§ Aim:
Transcribe the records that follow. Keep every word exactly, and drop the pictures.
Start
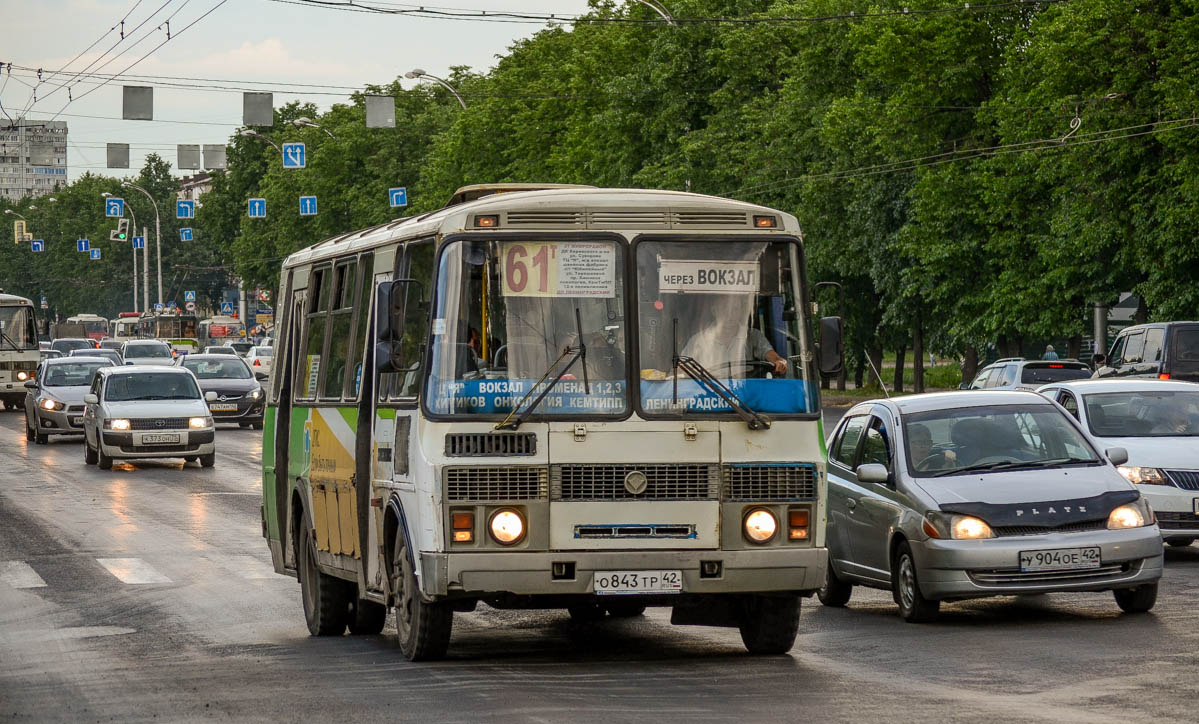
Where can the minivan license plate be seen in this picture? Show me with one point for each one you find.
(1059, 559)
(628, 583)
(160, 439)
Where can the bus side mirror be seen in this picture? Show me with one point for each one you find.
(831, 355)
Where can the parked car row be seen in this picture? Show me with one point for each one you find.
(947, 496)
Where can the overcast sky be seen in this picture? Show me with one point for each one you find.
(241, 40)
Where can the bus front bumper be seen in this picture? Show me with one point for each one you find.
(534, 573)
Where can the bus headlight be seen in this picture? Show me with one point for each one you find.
(507, 526)
(760, 525)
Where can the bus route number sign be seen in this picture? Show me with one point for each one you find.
(547, 269)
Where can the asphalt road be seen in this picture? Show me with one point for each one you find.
(146, 593)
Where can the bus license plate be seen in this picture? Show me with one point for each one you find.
(161, 439)
(627, 583)
(1060, 559)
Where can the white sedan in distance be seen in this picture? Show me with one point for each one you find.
(1157, 422)
(148, 412)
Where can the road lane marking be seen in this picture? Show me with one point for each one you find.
(133, 571)
(19, 574)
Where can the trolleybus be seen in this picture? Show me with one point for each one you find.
(18, 349)
(590, 399)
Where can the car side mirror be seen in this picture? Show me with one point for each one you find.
(873, 472)
(831, 351)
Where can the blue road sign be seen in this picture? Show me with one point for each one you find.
(295, 156)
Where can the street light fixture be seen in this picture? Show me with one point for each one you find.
(305, 122)
(157, 236)
(658, 8)
(420, 73)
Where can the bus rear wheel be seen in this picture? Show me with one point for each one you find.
(769, 623)
(326, 607)
(422, 627)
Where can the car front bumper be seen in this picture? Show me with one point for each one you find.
(127, 445)
(532, 573)
(990, 567)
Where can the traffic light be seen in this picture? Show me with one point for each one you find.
(121, 233)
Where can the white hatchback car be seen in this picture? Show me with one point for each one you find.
(146, 351)
(1157, 422)
(148, 412)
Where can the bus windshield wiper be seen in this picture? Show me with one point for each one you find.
(699, 373)
(579, 351)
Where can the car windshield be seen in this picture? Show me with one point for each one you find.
(1042, 373)
(511, 315)
(146, 350)
(17, 327)
(1143, 414)
(151, 385)
(959, 440)
(218, 369)
(71, 374)
(730, 307)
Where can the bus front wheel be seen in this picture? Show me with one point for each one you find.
(422, 627)
(769, 623)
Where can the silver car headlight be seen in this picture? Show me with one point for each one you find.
(1143, 476)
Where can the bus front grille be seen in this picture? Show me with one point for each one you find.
(495, 483)
(782, 481)
(662, 482)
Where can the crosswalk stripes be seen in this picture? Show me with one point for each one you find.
(19, 574)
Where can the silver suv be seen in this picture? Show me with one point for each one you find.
(1017, 373)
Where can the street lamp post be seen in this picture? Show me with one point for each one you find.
(420, 73)
(157, 234)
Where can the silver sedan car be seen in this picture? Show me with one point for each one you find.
(54, 403)
(962, 495)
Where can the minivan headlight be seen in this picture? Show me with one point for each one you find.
(1143, 476)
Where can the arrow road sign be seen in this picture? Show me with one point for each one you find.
(295, 156)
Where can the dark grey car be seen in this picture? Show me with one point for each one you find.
(239, 393)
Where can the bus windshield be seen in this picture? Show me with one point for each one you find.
(17, 329)
(730, 307)
(511, 315)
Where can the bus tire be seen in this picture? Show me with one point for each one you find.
(326, 605)
(422, 627)
(367, 617)
(769, 623)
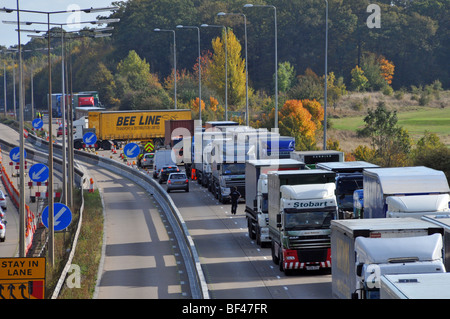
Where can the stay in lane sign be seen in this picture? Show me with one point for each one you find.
(22, 278)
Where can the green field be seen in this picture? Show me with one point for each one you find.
(436, 120)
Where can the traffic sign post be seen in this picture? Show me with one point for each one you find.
(39, 172)
(37, 124)
(14, 154)
(89, 138)
(62, 216)
(131, 150)
(22, 278)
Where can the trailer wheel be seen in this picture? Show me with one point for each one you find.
(275, 259)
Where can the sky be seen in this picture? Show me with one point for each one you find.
(8, 35)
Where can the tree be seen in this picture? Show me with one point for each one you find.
(286, 76)
(235, 68)
(391, 143)
(387, 69)
(139, 89)
(431, 152)
(297, 121)
(309, 86)
(359, 81)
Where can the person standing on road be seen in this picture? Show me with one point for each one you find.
(235, 195)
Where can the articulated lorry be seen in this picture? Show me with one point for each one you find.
(380, 183)
(415, 286)
(442, 220)
(115, 127)
(256, 194)
(311, 158)
(301, 205)
(363, 250)
(349, 178)
(228, 170)
(417, 205)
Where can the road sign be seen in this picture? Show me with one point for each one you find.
(131, 150)
(62, 219)
(89, 138)
(39, 172)
(22, 278)
(37, 124)
(149, 147)
(14, 154)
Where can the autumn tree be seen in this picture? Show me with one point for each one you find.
(431, 152)
(139, 89)
(390, 142)
(235, 68)
(296, 121)
(359, 81)
(387, 69)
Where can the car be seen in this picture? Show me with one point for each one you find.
(59, 132)
(177, 181)
(147, 160)
(3, 200)
(165, 172)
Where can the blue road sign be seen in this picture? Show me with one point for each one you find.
(62, 216)
(37, 124)
(39, 172)
(14, 154)
(131, 150)
(89, 138)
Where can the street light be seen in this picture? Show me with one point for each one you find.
(174, 62)
(326, 73)
(66, 158)
(276, 55)
(226, 65)
(221, 14)
(199, 68)
(22, 251)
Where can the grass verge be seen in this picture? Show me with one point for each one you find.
(88, 252)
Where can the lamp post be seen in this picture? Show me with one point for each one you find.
(276, 55)
(22, 250)
(199, 68)
(326, 73)
(221, 14)
(226, 65)
(174, 62)
(66, 154)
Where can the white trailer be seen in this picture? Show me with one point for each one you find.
End
§ The completed task:
Where can the minivan license plate be seen in this picture? Show me with one point for each one you find.
(1059, 559)
(628, 583)
(160, 439)
Where can the bus side mirror be seen in this picture? Show me with one point for each one you find.
(831, 355)
Where can the parked car row be seen in this picture? Show me with one point for each one you find.
(947, 496)
Where can the overcast sky be seen in this picture? Show me with one point for each one you find.
(241, 40)
Where can the bus front bumper be seen in this picture? Show me with one point for each one you find.
(534, 573)
Where can the bus headlight be seen in this picture? Show me with one point for each one you find.
(507, 526)
(760, 525)
Where can the bus route number sign be seen in this picture? Show me with one point for each one you find.
(547, 269)
Where can the asphalt road be seen in this picture? Show me with one point for each one you find.
(146, 593)
Where can the bus license plate be seen in this picture? Show me with one point for each one you find.
(161, 439)
(627, 583)
(1060, 559)
Where can the white sedan in distance be seen in this picture? Show me with one point for each one you find.
(1157, 422)
(148, 412)
Where can the road lane marking be seen in this picture? Show me with one point for each one you find.
(133, 571)
(19, 574)
Where can the trolleybus be seen in this picture? Show me with one point for each one you find.
(18, 349)
(590, 399)
Where can the car side mirror be seen in this picture? Show me with one point for each one you find.
(873, 472)
(831, 351)
Where can the blue road sign be seen in this picture? Show me with one point for each one you find.
(295, 156)
Where can the street light fixture be seen in this picture? Show me with one point for each one you find.
(305, 122)
(157, 236)
(658, 8)
(420, 73)
Where can the bus rear wheel be seen in this picture? Show me with one point for each one you find.
(769, 623)
(326, 607)
(422, 627)
Where can the car front bumper be seen in this picture? Show me with one point for each one you find.
(127, 445)
(532, 573)
(990, 567)
Where can the traffic light be seen in this picture? Show me with one point for each one you find.
(121, 233)
Where can the white hatchback car be seen in this picture? Show me with one point for each one you find.
(146, 351)
(1157, 422)
(148, 412)
Where can the bus windshield wiper be seen in this picture? Show me with one point for each one you find.
(699, 373)
(579, 351)
Where can the car windshield be seen in this picture? Show me with one point for each one you find.
(1042, 373)
(511, 315)
(146, 350)
(17, 327)
(1143, 414)
(151, 385)
(959, 440)
(218, 369)
(71, 374)
(730, 307)
Where can the bus front wheel be seen in this picture? Show me with one point for each one you find.
(422, 627)
(769, 623)
Where can the silver car headlight be seen in this picture? Show me with one point for each one you find.
(1143, 476)
Where can the bus front grille be seen in this picture? Show me with one point for each one you find.
(495, 483)
(782, 481)
(662, 482)
Where can the crosswalk stripes be seen in this picture? Show me with one point for each one you find.
(19, 574)
Where can the silver suv be seen in this picture? Show me with one point for each one you find.
(1017, 373)
Where can the street lamp post be seen in this picture? Show me with one point for each one you find.
(420, 73)
(157, 234)
Where can the silver sedan car be seen in this picture? Show me with one point for each one you find.
(54, 403)
(962, 495)
Where can the minivan headlight be seen in this picture? Show me with one point for each one you find.
(1143, 476)
Where can the arrow road sign be seen in this picture? Show me with one point for each one you find.
(295, 156)
Where can the dark grey car be seen in this picture? Show me with one point for each one you find.
(239, 393)
Where can the bus windshield be seen in this picture? Show me with one point for each one you find.
(17, 329)
(730, 307)
(511, 315)
Where can the bus tire be seen in this picture? Show me with one point for each one you find.
(326, 605)
(422, 627)
(367, 617)
(769, 623)
Where can the stay in lane sign be seen in this picture? Show me with one point for each one you find.
(22, 278)
Where can the green field be seen in this picture? Show me with one point for each one you find.
(436, 120)
Where can the traffic sign post be seen in this picture? Show me with one point for each one you find.
(39, 172)
(37, 124)
(14, 154)
(89, 138)
(62, 216)
(131, 150)
(22, 278)
Where can the trailer wheel be seen in this picture? Show me with one point for each one you find.
(275, 259)
Where can the sky be seen in this picture? Show me with one point for each one you find.
(8, 35)
Where can the tree be seen in this picture? Show me with one point for each one you find.
(286, 76)
(235, 68)
(391, 143)
(387, 69)
(139, 89)
(431, 152)
(297, 121)
(309, 86)
(359, 81)
Where can the person standing on road be seen in this picture? Show me with one point for each one you find.
(235, 195)
Where can the articulated lorry be seen in this picture? Show me with one point for each one you find.
(380, 183)
(415, 286)
(442, 220)
(115, 127)
(256, 194)
(311, 158)
(301, 205)
(363, 250)
(349, 178)
(228, 170)
(417, 205)
Where can the road sign be seen in this picture? Show me with one point for each one you find.
(131, 150)
(62, 219)
(89, 138)
(39, 172)
(22, 278)
(37, 124)
(149, 147)
(14, 154)
Where can the autumn tree be seen in this picture? Show me with one point for each one you find.
(431, 152)
(139, 89)
(390, 142)
(235, 68)
(296, 121)
(359, 81)
(387, 69)
Where can the car be seen in this picture? Show me with one point for each one you find.
(59, 132)
(177, 181)
(147, 160)
(3, 200)
(165, 172)
Where can the blue road sign be seen in this picture? Show me with one point for each one you find.
(62, 216)
(37, 124)
(39, 172)
(14, 154)
(131, 150)
(89, 138)
Where can the street light be seen in this picture? Show me with one point for each one you find.
(174, 62)
(326, 73)
(66, 158)
(276, 55)
(226, 65)
(221, 14)
(199, 68)
(22, 251)
Where can the grass verge be seen in this picture? Show me with one point for each one you find.
(88, 252)
Where can the lamp post be seen in this picture? Show me with one point for each one you find.
(276, 55)
(22, 250)
(199, 68)
(326, 73)
(221, 14)
(226, 65)
(174, 62)
(66, 154)
Where can the white trailer be seen in this picture? Show me with one point for each one you find.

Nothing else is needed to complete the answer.